*Gösterilen Metin*.
┌──

17 Eylül 2010 Cuma

Onlarin Sayesinde-2


Kayıpsın diyorlar...

Gazeteci ve dağıtımcı arkadaşlarımız hep arkadan yaklaşan katillerin kalleşçe saldırılarıyla öldürüldü. Ancak en az bunlar kadar kalleşçe olan bir başka yöntem ise, kaybetmeydi. Aslında kaçıranlar, gözaltına alıp, 'bizde yok' diyenler malum kişilerdi. Tarih onları asla unutmayacak ve affetmeyecek.

İster trafik kazasında ölsün, isterse bombalanarak öldürülmüş olsun, görevlerinin başında yaşamını yitirdikleri için onları şehit olarak görüyor; onların kahramanca yükselttiği bayraklarını yere düşürmemeye söz veriyoruz.

Bugün dev bir Kürt medyası varsa, bunu büyük ölçüde onların sayesinde başardık. Yani yaşamı pahasına gazetecilik yapan ve bizlere örnek olan arkadaşlarımız olmasa, biz buralarda olamazdık


FERHAT TEPE

Ferhat Tepe - Özgür Gündem
Bitlis - 28 Temmuz 1993

Ferhat Tepe, Özgür Gündem gazetesinin Bitlis muhabiriydi. Bitlis şehir merkezinde bulunan evinden 28 Temmuz 1993 günü çıkarken sivil giyimli ve telsizli kişiler tarafından kaçırıldı. Kaçırılmadan kısa bir süre sonra Tepe'nin babasının evine telefon eden bir kişi, Ferhat Tepe'yi, Türk İntikam Tugayı (TİT) adına kaçırdıklarını ve Tepe'nin bırakılması için, dönemin DEP Bitlis İl Başkanı olan babası İshak Tepe'nin partisinden istifa etmesini, 1 milyar lira para getirmesini ve örgütün kaçırdığı dört Fransız turistin serbest bırakılması gerektiğini söyledi.

İshak Tepe, kendisine telefon eden kişiye ait sesin, dönemin Tatvan Tugay Komutanı Korkmaz Tağma'nın sesine benzediğini belirterek bu isim üzerinde dururken, Tuğgeneral Tağma'nın Bölge halkına yönelik uygulamalarına dikkat çekiyordu. İshak Tepe'nin telefondaki sesin Korkmaz Tağma'nın sesine benzediği iddiası boşuna değildi. Zira İshak Tepe, bu olaydan bir süre önce, siyasetçiler ile kentin ileri gelenlerinin çağrıldıkları bir toplantıda Korkmaz Tağma ile tartışmıştı ve tehdit edilmişti.

Nitekim, 18 yaşındaki genç muhabir Ferhat Tepe, 8 Ağustos 1993 tarihinde Elazığ'da, Hazar Gölü'nün Sivrice kıyısında bir balıkçı tarafından ölü olarak bulundu. Ancak gerekli duyuru yapılmadığı için cesetten kimsenin haberi olmadı ve Ferhat Tepe'nin cenazesi, kimsesiz olduğu öne sürülerek ve basından kaçırılarak Elazığ Belediyesi tarafından, Elazığ Asri Mezarlığı'na gömüldü.

└──

*Veri Kümesi*.

┌──

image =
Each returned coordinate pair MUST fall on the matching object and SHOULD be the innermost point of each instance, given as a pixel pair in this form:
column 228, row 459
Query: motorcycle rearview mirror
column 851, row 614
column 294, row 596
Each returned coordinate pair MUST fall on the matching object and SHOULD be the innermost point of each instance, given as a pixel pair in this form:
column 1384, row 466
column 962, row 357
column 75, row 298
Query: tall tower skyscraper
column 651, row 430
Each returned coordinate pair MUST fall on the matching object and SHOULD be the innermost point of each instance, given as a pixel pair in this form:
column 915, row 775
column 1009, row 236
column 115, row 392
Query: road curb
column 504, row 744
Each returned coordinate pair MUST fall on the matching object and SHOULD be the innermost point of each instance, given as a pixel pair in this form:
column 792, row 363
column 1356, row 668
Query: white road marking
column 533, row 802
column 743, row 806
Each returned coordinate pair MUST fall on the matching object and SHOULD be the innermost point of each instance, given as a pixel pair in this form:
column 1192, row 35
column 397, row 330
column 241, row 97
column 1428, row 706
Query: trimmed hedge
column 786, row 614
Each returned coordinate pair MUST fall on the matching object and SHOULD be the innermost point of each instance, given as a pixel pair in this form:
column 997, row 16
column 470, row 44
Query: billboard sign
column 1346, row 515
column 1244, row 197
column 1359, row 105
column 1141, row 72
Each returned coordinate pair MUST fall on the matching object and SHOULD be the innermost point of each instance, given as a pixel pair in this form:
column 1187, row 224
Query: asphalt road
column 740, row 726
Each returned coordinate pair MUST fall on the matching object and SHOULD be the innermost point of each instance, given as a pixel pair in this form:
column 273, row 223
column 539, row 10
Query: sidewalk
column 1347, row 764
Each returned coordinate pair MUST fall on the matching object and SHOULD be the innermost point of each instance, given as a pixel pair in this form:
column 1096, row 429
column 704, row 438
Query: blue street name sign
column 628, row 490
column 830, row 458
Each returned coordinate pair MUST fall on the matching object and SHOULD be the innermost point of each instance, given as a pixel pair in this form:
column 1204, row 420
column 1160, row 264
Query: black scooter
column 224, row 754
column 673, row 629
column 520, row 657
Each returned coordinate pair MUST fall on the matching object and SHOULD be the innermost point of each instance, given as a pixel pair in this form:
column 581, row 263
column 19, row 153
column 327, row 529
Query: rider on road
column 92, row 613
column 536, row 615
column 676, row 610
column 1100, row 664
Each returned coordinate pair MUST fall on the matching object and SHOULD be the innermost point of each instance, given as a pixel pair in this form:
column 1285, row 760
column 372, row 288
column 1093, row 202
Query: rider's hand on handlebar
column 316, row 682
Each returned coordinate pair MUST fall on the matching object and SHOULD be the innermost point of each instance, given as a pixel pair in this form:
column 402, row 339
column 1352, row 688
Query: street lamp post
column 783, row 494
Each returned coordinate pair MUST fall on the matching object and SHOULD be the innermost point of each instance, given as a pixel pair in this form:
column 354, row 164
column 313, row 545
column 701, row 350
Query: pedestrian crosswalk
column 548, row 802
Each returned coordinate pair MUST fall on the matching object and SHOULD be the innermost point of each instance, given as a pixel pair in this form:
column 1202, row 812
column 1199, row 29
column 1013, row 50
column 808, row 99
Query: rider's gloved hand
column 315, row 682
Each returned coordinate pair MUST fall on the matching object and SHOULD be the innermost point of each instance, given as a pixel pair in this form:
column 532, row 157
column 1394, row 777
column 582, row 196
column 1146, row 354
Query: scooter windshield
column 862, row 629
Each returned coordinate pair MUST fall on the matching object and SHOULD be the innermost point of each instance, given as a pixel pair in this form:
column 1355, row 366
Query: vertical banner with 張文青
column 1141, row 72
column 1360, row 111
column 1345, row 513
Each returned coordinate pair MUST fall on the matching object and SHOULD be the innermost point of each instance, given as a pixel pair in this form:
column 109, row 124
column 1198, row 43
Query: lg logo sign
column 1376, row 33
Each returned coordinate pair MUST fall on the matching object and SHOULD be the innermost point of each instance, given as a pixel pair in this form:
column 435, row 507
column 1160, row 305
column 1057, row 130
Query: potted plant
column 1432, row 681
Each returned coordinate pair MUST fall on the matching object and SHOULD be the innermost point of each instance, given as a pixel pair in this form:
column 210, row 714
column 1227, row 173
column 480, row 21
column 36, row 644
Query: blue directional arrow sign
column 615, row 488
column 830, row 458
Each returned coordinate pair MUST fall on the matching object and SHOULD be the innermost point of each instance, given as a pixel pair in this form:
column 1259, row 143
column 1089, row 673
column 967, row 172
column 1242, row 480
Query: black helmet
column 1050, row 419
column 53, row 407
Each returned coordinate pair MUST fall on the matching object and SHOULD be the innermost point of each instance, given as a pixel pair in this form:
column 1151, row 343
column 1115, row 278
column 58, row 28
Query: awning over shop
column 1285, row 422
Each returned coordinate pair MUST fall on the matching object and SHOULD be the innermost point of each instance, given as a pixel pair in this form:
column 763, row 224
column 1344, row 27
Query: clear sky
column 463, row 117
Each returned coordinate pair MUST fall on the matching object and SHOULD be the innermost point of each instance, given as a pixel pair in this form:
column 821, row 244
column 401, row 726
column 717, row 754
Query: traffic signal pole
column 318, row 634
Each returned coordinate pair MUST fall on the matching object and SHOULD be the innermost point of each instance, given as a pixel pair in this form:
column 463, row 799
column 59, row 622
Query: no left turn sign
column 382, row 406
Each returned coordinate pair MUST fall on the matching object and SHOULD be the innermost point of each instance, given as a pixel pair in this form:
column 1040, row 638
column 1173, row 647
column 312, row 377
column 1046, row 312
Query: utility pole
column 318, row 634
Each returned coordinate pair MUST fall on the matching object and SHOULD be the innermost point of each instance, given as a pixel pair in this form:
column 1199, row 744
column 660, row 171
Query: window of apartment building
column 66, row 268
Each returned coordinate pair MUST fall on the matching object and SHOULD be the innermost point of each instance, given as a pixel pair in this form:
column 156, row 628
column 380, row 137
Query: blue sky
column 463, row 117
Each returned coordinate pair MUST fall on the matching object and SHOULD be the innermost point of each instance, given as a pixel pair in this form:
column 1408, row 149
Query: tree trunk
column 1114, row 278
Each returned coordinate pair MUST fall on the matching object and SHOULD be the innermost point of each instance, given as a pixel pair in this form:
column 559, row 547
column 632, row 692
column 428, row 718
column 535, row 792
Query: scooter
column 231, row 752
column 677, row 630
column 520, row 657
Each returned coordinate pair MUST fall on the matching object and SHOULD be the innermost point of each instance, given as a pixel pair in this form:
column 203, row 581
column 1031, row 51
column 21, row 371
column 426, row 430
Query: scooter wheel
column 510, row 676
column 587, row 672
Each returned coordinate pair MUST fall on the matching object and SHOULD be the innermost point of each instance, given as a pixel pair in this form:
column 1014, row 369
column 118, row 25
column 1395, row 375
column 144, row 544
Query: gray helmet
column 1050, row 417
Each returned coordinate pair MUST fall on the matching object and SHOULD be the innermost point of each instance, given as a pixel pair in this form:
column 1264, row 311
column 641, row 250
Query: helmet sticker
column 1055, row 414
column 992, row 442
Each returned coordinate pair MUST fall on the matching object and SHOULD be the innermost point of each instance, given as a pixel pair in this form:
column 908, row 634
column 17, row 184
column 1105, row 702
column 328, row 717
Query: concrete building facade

└──

*Görev Yönergeleri*.
- a) Gösterilen metindeki "Ferhat Tepe, Özgür Gündem gazetesinin Bitlis muhabiriydi" sözleriyle başlayan paragrafı, ana bilgilerini koruyarak madde listesi hâlinde yeniden yazınız.
- b) Gösterilen metinde "Onlarin Sayesinde-2" ifadesinden "düşürmemeye söz veriyoruz." ifadesine kadar uzanan bölümün tamamını, hiçbir değişiklik yapmadan döndürünüz.

*Çıktılar*.
- a)
- Ferhat Tepe, Özgür Gündem gazetesinin Bitlis muhabiriydi.
- 28 Temmuz 1993'te Bitlis şehir merkezindeki evinden çıkarken sivil giyimli ve telsizli kişilerce kaçırıldı.
- Kısa süre sonra babasının evini arayan bir kişi, Tepe'yi Türk İntikam Tugayı (TİT) adına kaçırdıklarını söyledi.
- Arayan kişi, serbest bırakılması için üç şart ileri sürdü:
  - Dönemin DEP Bitlis İl Başkanı olan babası İshak Tepe partisinden istifa etmeliydi.
  - İshak Tepe 1 milyar lira getirmeliydi.
  - Örgütün kaçırdığı dört Fransız turist serbest bırakılmalıydı.

- b)
Onlarin Sayesinde-2


Kayıpsın diyorlar...

Gazeteci ve dağıtımcı arkadaşlarımız hep arkadan yaklaşan katillerin kalleşçe saldırılarıyla öldürüldü. Ancak en az bunlar kadar kalleşçe olan bir başka yöntem ise, kaybetmeydi. Aslında kaçıranlar, gözaltına alıp, 'bizde yok' diyenler malum kişilerdi. Tarih onları asla unutmayacak ve affetmeyecek.

İster trafik kazasında ölsün, isterse bombalanarak öldürülmüş olsun, görevlerinin başında yaşamını yitirdikleri için onları şehit olarak görüyor; onların kahramanca yükselttiği bayraklarını yere düşürmemeye söz veriyoruz.